(Stored records)
::::::::
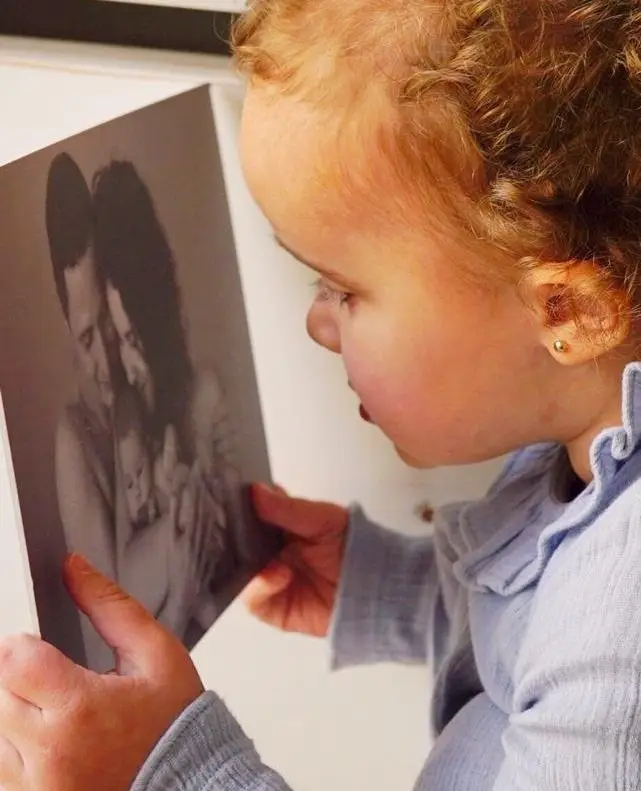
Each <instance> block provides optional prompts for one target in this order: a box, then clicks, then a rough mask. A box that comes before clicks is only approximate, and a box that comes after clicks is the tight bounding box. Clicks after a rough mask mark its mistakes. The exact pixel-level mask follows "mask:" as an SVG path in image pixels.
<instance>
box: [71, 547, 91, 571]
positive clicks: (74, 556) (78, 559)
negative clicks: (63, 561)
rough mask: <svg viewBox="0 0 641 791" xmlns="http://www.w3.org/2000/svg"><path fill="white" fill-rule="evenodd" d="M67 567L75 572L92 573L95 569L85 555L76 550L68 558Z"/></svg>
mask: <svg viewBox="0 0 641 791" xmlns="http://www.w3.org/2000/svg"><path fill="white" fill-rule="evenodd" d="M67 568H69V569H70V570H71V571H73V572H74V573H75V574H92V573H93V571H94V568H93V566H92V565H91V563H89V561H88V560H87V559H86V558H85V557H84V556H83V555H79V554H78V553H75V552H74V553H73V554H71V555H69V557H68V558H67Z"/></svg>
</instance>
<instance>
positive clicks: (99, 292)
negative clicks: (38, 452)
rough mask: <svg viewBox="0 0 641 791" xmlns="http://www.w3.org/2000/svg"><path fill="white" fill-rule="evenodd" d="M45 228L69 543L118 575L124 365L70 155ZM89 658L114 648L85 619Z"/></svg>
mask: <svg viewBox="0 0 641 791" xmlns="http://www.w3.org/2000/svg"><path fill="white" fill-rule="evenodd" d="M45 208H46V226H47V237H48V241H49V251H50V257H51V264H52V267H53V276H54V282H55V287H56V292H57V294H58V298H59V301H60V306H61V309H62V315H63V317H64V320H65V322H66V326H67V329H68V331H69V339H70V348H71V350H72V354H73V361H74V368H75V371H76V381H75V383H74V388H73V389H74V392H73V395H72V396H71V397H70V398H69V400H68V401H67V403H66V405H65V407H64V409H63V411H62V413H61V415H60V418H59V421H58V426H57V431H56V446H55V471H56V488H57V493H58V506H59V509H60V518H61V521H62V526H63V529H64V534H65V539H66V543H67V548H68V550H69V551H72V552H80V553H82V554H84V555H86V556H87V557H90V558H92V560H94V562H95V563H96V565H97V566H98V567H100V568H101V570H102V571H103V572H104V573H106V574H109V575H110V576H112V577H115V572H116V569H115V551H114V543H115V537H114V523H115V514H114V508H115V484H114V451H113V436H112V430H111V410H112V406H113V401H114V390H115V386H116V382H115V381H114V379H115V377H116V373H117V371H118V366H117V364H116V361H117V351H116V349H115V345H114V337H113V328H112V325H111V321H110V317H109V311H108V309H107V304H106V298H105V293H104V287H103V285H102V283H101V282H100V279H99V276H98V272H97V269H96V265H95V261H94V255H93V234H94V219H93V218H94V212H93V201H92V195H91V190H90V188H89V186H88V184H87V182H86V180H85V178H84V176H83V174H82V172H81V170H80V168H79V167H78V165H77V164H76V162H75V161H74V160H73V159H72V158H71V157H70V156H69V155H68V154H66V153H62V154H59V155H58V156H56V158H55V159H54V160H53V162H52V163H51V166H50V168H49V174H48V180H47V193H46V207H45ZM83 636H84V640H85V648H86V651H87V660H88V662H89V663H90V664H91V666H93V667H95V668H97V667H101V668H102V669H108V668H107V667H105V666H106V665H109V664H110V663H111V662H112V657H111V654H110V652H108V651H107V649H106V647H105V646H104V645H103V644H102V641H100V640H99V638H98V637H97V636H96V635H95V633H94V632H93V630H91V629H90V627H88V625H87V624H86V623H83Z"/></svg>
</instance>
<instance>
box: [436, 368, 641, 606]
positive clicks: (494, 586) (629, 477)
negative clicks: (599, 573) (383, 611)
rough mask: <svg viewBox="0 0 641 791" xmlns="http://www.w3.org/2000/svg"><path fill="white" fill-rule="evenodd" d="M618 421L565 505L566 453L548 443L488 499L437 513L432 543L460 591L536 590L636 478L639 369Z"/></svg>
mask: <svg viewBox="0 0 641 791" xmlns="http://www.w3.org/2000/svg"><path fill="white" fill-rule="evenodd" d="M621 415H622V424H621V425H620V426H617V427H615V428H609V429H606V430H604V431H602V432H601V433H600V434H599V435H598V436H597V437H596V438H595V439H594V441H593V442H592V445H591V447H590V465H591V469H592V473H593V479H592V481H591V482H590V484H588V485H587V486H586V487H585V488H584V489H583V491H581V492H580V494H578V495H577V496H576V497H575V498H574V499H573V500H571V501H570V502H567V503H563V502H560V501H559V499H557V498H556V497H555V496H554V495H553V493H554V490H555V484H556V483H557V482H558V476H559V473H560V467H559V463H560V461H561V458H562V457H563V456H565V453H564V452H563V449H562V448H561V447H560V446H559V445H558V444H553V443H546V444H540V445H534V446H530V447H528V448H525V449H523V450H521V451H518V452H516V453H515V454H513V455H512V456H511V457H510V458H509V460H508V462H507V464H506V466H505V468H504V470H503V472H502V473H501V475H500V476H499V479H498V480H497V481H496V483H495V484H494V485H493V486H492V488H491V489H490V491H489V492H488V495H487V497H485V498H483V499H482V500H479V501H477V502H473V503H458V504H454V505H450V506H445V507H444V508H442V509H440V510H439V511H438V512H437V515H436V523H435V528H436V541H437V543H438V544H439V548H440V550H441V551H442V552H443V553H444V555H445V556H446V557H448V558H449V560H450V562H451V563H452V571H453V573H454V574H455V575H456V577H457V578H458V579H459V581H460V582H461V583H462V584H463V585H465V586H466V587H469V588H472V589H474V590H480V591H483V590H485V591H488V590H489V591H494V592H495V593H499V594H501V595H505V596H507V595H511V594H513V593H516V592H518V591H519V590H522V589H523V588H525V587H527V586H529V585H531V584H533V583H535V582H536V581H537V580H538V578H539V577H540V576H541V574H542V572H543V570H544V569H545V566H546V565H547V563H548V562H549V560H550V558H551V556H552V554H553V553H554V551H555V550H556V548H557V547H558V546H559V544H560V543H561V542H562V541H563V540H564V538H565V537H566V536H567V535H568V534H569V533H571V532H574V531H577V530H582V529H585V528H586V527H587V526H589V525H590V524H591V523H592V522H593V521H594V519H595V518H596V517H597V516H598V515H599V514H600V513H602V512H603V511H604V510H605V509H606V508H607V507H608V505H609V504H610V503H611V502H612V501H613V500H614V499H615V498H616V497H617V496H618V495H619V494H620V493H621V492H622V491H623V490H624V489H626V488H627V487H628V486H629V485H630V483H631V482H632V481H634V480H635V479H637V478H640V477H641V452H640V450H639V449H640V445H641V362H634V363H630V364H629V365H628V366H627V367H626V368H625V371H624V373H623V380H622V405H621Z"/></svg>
::::::::
◆ **Task goal**
Your task is to return the lines above, from the first one up to and including the line containing "negative clicks: (63, 561)", minus any pictures.

◆ **Result of the exercise**
Each <instance> block provides optional prompts for one target in this order: a box, then clicks, then a rough mask. A box that comes before clicks is only approximate, and a box that comes after clicks is the tight bounding box. Clicks after a rough mask mark its mistakes. The exact pixel-level mask follows "mask:" as an SVG path in image pixels.
<instance>
box: [71, 547, 91, 571]
positive clicks: (74, 556) (78, 559)
negative clicks: (63, 561)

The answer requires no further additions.